→ **Task**: Return all of the material below unchanged, line for line, but leave out any pictures.

→ **Information provided**:
* Start *

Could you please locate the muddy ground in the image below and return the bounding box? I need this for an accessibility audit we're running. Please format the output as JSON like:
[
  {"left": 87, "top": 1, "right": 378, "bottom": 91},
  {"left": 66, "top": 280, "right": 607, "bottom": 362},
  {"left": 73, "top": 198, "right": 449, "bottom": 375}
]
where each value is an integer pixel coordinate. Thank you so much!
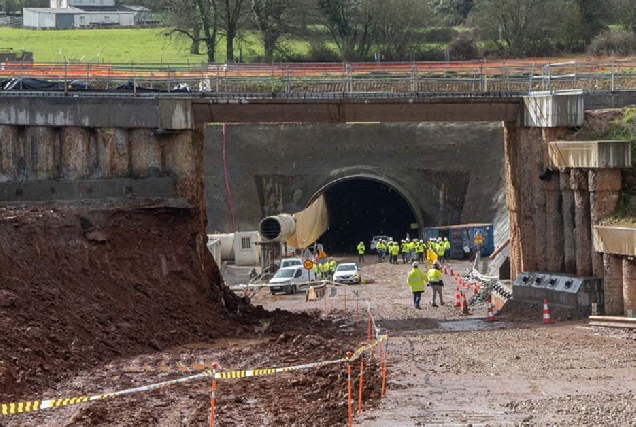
[{"left": 0, "top": 211, "right": 636, "bottom": 426}]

* End *

→ **Result for this exercise**:
Could you please locate the muddy ground in the image below and return the bounding box? I need this for an accessibility audit we're running. Please format the output as JSON like:
[
  {"left": 87, "top": 1, "right": 378, "bottom": 91},
  {"left": 66, "top": 280, "right": 607, "bottom": 362},
  {"left": 73, "top": 198, "right": 449, "bottom": 375}
]
where each value is an integer pixel coordinate. Thank you so much!
[{"left": 0, "top": 211, "right": 636, "bottom": 426}]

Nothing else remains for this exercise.